Transcreva fielmente a passagem do texto sobre o Brasil no direito internacional, começando em "As técnicas de" e seguindo até "com a sociedade.".

(Trecho)
# # # #
O cenário atual do Brasil no Direito Internacional
Mary Rose Brusewitz*
Faz vinte anos que trabalho com o Brasil na área de direito internacional. É sempre um país com níveis quase iguais de oportunidades e desafios. Muitas vezes tem sido chamado o país do futuro. Neste momento de crise política, a tentação, refletida na posição colocada por uma representante da Standard & Poors sobre a decisão de não aumentar o rating do país, é de prever uma piora na economia antecipando sérias repercussões econômicas devido à crise política. Sem dúvida, surgirão problemas. Mas também acho que já existem projetos e processos em andamento que darão seguimento a uma evolução positiva no sistema econômico e jurídico.
A globalização vem afetando o mundo, pelo bem ou pelo mal. O sistema legal do Brasil não é uma exceção, devido a várias influências. A tecnologia aumentou exponencialmente a informação disponível a todos nós no mundo. Também no ramo jurídico há cada vez mais advogados brasileiros que passam tempo em lugares como Nova Iorque e Londres estudando e trabalhando. As economias mundiais se relacionam cada vez mais.
As técnicas de financiamento e as tendências legais internacionais infiltram-se no dia-a-dia dos advogados no Brasil. Por exemplo, a securitização de recebíveis e outros ativos é uma técnica relativamente nova no mercado financeiro brasileiro, mas poderia ser um instrumento muito importante e poderoso. Nos Estados Unidos e agora no México, essa técnica é um meio utilizado para financiar casas próprias populares. No Brasil poderia servir também como um meio de contribuir com a sociedade.
# # # #
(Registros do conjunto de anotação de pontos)
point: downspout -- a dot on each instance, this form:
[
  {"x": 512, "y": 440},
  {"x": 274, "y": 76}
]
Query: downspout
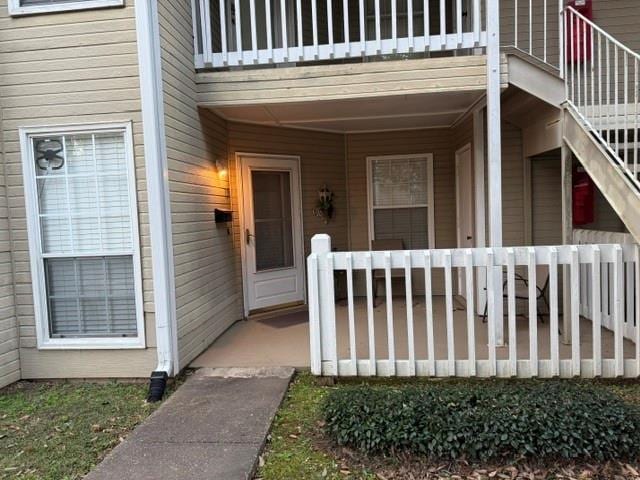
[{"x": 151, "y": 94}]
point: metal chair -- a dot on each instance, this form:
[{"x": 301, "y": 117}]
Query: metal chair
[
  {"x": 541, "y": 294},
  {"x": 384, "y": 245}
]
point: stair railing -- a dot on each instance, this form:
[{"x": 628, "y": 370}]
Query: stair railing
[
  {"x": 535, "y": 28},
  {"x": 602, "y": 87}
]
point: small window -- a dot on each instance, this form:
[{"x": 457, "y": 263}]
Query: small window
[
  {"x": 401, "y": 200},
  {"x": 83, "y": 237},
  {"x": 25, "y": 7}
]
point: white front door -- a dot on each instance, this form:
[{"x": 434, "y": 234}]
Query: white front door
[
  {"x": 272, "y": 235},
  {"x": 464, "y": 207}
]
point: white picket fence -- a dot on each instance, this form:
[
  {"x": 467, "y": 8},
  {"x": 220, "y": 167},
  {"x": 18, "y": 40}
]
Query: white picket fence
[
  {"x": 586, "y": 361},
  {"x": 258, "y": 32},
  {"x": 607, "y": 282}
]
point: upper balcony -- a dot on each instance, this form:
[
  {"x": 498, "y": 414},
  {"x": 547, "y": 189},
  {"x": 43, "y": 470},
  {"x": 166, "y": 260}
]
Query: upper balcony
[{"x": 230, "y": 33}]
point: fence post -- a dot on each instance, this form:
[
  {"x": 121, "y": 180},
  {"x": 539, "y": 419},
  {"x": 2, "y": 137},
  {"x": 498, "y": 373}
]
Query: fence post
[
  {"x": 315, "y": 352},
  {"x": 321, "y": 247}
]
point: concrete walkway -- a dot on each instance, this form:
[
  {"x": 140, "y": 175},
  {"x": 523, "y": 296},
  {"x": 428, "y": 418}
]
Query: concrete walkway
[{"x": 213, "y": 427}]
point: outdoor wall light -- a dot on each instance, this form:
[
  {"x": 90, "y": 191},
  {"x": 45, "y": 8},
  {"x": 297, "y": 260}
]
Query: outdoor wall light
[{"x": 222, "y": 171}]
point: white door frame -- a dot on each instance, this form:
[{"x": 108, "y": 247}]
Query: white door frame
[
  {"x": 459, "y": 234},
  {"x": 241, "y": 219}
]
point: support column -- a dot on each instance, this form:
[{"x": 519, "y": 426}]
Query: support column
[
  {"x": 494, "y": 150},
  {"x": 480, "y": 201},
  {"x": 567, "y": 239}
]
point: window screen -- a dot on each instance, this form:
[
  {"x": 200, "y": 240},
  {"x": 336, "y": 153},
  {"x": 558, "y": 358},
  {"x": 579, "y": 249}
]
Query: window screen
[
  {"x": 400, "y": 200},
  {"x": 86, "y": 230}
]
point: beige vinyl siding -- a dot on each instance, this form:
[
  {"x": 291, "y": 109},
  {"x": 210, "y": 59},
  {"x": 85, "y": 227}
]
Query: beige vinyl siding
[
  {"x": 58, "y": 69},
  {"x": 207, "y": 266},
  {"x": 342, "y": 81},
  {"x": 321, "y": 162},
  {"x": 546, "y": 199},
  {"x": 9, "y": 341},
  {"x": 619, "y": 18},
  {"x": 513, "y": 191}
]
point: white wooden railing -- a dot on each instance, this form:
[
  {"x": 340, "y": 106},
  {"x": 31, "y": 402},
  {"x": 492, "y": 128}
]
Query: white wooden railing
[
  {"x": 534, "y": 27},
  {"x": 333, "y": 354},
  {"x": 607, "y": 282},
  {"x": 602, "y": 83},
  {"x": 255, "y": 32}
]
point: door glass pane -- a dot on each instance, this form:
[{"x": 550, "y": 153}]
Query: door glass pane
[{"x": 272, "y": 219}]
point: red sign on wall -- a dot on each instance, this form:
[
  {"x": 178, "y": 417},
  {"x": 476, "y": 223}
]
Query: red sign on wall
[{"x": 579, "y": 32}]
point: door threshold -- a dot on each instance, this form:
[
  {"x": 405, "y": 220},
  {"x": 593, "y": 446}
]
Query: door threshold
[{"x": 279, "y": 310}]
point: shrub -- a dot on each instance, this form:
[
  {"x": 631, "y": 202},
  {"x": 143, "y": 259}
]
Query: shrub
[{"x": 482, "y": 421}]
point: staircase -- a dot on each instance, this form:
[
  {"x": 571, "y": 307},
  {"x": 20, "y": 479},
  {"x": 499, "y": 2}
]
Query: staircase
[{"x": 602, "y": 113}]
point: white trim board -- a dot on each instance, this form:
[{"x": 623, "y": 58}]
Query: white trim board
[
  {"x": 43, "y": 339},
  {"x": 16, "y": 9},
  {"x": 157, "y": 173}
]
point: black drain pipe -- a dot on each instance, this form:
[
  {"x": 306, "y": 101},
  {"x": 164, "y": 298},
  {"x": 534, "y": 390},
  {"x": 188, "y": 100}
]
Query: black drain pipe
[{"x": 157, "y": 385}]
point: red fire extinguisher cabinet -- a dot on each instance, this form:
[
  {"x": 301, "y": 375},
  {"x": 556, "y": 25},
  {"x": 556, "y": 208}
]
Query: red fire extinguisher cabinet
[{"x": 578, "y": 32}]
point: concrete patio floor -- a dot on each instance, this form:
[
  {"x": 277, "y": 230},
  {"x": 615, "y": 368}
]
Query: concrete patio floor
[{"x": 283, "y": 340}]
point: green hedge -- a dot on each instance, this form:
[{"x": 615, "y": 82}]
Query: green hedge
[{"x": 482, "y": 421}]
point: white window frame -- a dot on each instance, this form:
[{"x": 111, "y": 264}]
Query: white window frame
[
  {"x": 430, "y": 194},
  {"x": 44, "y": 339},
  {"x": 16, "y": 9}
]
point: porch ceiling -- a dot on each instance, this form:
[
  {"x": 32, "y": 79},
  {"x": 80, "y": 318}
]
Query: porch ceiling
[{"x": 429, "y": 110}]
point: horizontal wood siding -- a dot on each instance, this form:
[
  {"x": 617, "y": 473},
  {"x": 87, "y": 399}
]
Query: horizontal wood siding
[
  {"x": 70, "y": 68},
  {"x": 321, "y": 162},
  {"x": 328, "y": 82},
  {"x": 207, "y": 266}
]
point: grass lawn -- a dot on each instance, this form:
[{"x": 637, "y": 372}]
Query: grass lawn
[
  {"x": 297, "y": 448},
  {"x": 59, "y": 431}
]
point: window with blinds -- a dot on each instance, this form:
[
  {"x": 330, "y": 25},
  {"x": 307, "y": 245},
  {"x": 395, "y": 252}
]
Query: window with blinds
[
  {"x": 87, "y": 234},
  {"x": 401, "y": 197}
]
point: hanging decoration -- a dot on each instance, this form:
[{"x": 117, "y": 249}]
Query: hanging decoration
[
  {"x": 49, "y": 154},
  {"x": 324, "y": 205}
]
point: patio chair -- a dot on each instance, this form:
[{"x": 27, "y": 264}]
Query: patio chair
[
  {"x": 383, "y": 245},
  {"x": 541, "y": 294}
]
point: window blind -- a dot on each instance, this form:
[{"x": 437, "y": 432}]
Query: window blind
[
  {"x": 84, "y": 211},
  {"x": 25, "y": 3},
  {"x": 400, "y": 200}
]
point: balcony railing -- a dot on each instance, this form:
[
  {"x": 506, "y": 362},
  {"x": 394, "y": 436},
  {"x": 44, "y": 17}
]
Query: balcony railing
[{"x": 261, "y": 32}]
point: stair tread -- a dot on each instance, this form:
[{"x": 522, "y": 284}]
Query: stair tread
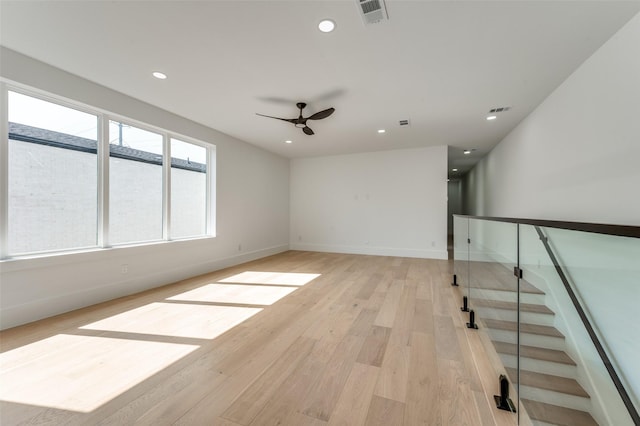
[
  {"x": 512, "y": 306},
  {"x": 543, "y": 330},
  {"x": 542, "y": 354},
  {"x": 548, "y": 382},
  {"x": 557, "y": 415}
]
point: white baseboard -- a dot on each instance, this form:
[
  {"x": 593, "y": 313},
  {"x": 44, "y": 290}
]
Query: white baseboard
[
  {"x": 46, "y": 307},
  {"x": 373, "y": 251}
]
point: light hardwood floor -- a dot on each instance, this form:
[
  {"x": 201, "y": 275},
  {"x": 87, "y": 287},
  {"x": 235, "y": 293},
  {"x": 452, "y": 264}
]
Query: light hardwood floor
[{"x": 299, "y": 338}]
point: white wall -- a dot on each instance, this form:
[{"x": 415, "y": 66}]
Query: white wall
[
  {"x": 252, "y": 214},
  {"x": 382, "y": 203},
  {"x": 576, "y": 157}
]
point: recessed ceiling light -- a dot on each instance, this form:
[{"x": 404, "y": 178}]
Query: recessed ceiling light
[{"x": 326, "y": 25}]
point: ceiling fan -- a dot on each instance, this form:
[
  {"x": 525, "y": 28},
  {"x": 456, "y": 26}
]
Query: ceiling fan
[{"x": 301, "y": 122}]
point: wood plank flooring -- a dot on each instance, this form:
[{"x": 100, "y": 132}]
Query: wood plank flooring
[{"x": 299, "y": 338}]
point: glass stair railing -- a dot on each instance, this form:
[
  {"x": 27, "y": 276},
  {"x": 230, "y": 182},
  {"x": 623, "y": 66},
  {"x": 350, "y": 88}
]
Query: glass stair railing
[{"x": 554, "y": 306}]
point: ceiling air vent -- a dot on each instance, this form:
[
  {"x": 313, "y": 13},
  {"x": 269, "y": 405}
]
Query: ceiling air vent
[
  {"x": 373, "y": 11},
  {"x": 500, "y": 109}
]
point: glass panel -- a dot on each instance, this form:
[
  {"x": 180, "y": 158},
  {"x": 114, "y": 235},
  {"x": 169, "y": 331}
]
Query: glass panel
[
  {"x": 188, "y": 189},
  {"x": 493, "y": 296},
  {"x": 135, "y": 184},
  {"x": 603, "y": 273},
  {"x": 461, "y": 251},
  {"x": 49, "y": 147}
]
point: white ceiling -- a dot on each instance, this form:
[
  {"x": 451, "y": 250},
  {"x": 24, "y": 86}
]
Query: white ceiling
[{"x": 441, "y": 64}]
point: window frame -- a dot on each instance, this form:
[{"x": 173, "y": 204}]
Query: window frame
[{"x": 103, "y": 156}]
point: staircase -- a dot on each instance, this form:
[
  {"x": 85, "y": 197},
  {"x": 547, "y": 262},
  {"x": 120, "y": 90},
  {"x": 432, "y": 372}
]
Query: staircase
# # # #
(Tarefa concluída)
As técnicas de financiamento e as tendências legais internacionais infiltram-se no dia-a-dia dos advogados no Brasil. Por exemplo, a securitização de recebíveis e outros ativos é uma técnica relativamente nova no mercado financeiro brasileiro, mas poderia ser um instrumento muito importante e poderoso. Nos Estados Unidos e agora no México, essa técnica é um meio utilizado para financiar casas próprias populares. No Brasil poderia servir também como um meio de contribuir com a sociedade.